### [Data to use]
%%

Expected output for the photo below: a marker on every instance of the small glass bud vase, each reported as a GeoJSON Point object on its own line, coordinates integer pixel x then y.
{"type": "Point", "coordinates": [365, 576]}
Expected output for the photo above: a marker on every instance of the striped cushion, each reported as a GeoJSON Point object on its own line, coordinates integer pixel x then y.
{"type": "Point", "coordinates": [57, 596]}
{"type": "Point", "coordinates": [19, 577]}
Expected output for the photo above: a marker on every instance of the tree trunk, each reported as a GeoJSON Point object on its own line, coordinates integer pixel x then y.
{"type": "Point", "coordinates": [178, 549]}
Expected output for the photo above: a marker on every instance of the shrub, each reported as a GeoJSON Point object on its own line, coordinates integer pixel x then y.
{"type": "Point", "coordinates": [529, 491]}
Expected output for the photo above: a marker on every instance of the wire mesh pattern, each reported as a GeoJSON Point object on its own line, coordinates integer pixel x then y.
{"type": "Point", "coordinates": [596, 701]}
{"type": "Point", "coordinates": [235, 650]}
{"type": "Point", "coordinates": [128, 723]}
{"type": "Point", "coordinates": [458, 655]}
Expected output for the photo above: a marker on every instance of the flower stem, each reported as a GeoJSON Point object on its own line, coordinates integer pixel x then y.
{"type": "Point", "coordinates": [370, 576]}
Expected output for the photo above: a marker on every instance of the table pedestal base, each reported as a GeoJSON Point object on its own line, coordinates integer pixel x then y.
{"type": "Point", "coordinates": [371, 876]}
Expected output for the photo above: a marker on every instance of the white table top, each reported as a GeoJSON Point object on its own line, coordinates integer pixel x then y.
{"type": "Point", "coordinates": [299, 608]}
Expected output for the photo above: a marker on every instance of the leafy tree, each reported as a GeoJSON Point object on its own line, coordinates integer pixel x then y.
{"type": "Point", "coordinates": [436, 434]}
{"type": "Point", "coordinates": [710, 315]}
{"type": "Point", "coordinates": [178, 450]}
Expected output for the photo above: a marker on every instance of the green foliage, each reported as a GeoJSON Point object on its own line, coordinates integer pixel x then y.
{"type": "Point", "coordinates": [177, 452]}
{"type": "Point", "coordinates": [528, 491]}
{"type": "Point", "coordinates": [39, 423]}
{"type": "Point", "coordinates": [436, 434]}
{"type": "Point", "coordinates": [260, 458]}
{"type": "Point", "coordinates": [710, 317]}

%%

### [Required action]
All records are to be retyped exactly. None may be omitted.

### [Exercise answer]
Expected output for the photo below: a marker on every instance of the small glass bud vase, each reported as a GeoJSON Point object on its own line, coordinates integer pixel x then y.
{"type": "Point", "coordinates": [365, 576]}
Expected output for the photo above: a marker on every instance of the striped cushion, each reported as a GeoJSON Point object on its own line, coordinates integer pixel x then y.
{"type": "Point", "coordinates": [57, 596]}
{"type": "Point", "coordinates": [19, 577]}
Expected output for the photo above: a marker on every instance of the tree trunk, each reported as a GeoJSON Point object on its own line, coordinates integer pixel x then y.
{"type": "Point", "coordinates": [178, 549]}
Expected output for the photo above: a marker on every instance of the shrub, each reported as a GeoJSON Point object on its own line, coordinates integer pixel x then y.
{"type": "Point", "coordinates": [529, 491]}
Expected output for the photo above: a marker on every instance of the wire mesh pattern, each reported as a GeoJSON Point object on its own line, coordinates integer pixel x then y.
{"type": "Point", "coordinates": [596, 701]}
{"type": "Point", "coordinates": [235, 650]}
{"type": "Point", "coordinates": [128, 723]}
{"type": "Point", "coordinates": [458, 655]}
Expected output for the photo above: a marker on every instance of the flower stem, each reported as a GeoJSON Point object on its own line, coordinates integer pixel x then y.
{"type": "Point", "coordinates": [370, 576]}
Expected output for the photo above: a marker on every instance of the table pedestal base, each reported as a GeoJSON Point object on its own line, coordinates integer pixel x then y.
{"type": "Point", "coordinates": [371, 876]}
Expected output for the photo above: a marker on every instance of the white table top, each reported as a GeoJSON Point object on its own line, coordinates integer pixel x then y.
{"type": "Point", "coordinates": [299, 608]}
Expected output for the photo above: a marker on every instance of the leafy tree, each reported as a GeoJSON Point object on its own line, coordinates integer pixel x then y.
{"type": "Point", "coordinates": [436, 434]}
{"type": "Point", "coordinates": [710, 315]}
{"type": "Point", "coordinates": [178, 450]}
Expected output for the photo above: a marker on every instance of the green foliage, each reported as a GeoJSON Point object on its own line, coordinates integer pixel x then y.
{"type": "Point", "coordinates": [177, 452]}
{"type": "Point", "coordinates": [528, 491]}
{"type": "Point", "coordinates": [39, 423]}
{"type": "Point", "coordinates": [436, 434]}
{"type": "Point", "coordinates": [260, 458]}
{"type": "Point", "coordinates": [710, 317]}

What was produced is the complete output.